#### Problem to solve
Pull out each line below that contains the string "clicks", and copy those lines unchanged. Treat uppercase and lowercase as different.

#### Supplied records
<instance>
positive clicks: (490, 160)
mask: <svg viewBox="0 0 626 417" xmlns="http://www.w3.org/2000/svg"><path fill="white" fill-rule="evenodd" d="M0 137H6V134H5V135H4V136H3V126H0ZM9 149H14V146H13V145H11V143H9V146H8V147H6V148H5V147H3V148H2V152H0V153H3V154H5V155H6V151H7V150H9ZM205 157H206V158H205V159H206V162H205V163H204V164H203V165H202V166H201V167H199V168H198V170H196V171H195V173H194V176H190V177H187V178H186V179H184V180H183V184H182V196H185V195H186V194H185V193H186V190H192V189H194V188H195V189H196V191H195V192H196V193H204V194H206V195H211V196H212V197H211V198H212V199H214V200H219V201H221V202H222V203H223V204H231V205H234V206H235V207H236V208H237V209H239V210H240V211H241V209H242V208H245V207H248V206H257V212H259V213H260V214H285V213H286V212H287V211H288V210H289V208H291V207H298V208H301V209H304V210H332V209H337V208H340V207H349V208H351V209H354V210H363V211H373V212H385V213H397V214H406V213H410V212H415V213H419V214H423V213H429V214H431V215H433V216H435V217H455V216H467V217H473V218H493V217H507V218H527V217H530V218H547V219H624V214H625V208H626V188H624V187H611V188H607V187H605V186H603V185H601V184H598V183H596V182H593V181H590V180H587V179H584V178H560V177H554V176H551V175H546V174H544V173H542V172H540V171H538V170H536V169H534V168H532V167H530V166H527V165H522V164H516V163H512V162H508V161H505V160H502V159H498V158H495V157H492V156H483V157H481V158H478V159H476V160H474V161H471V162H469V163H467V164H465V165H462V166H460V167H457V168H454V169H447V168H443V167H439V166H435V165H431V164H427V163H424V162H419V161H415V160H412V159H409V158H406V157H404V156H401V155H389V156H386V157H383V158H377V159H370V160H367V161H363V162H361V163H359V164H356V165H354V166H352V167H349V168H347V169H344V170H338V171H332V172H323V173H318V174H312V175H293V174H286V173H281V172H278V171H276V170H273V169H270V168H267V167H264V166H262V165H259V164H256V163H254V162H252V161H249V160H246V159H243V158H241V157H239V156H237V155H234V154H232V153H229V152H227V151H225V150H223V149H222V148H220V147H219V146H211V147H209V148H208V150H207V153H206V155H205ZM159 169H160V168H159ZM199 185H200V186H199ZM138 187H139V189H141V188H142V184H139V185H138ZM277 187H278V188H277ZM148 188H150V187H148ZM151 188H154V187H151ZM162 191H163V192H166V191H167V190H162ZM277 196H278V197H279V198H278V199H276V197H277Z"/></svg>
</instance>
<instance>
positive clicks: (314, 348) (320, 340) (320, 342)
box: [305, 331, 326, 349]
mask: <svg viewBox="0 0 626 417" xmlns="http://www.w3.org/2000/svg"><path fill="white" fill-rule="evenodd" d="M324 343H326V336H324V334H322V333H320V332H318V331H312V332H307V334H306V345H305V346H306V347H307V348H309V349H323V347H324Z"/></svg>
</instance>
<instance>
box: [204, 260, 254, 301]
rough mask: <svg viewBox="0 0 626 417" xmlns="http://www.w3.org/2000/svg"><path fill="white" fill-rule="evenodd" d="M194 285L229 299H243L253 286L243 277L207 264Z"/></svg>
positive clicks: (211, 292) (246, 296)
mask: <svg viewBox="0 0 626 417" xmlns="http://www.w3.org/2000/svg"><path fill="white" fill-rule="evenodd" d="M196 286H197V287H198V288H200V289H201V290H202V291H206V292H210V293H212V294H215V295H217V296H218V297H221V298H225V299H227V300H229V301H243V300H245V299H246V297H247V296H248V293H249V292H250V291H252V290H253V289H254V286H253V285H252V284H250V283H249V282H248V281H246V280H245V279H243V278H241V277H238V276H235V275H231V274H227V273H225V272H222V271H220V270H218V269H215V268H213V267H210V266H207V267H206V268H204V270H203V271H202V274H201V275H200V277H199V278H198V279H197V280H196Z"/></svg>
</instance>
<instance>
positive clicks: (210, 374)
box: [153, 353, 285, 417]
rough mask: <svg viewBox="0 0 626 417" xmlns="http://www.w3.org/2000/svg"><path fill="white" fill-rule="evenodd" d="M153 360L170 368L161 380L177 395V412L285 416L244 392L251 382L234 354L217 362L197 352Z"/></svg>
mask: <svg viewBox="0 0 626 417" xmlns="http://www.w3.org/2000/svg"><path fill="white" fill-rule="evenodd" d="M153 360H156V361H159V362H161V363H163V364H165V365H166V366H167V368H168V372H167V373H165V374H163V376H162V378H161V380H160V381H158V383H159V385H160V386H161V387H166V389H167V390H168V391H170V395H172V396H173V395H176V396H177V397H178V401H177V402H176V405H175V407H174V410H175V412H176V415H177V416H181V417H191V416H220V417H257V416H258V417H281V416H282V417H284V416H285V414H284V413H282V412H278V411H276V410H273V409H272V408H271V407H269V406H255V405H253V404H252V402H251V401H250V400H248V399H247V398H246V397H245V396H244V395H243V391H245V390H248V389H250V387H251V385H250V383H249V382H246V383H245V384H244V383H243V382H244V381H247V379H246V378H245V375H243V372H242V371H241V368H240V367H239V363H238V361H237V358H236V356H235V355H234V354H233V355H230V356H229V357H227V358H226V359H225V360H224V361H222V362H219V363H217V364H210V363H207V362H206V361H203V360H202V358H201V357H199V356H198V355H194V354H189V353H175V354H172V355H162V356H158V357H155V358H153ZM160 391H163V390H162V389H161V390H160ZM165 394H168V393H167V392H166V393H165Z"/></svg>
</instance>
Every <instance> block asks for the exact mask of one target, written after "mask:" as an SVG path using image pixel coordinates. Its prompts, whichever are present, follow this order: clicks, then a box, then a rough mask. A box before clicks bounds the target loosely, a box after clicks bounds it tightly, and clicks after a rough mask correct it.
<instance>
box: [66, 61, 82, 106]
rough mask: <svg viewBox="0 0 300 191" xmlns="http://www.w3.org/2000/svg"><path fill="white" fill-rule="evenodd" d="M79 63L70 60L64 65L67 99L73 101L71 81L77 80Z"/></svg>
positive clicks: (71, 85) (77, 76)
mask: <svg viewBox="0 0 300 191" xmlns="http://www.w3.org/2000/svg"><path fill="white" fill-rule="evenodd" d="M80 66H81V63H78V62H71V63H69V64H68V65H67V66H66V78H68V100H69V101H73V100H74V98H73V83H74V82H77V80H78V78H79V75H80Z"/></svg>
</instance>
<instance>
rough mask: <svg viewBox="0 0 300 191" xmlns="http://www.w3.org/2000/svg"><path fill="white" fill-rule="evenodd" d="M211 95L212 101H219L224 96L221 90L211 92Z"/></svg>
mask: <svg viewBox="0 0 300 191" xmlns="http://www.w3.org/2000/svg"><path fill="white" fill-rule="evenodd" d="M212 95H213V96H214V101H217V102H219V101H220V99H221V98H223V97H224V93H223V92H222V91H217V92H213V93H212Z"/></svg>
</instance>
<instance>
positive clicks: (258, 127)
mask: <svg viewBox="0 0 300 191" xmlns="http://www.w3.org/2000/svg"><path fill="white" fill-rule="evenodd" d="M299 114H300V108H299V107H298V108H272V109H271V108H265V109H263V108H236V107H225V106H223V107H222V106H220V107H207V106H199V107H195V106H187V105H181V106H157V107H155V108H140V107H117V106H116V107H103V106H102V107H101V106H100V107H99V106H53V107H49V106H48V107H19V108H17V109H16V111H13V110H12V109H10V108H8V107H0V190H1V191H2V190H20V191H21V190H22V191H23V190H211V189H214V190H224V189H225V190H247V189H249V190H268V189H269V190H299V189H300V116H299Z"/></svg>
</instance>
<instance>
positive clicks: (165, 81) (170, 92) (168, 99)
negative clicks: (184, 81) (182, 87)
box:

#### Task output
positive clicks: (490, 160)
positive clicks: (314, 348) (320, 340) (320, 342)
positive clicks: (211, 292) (246, 296)
positive clicks: (210, 374)
Every <instance> block asks for the exact mask of one target, written after "mask:" as an SVG path using image pixel coordinates. Its prompts, whichever are present, follow this order: clicks, then a box, then a rough mask. A box before clicks bounds the target loosely, a box after clicks bounds it tightly, and clicks after a rough mask correct it.
positive clicks: (71, 85) (77, 76)
positive clicks: (258, 127)
positive clicks: (165, 81) (170, 92) (168, 99)
negative clicks: (184, 81) (182, 87)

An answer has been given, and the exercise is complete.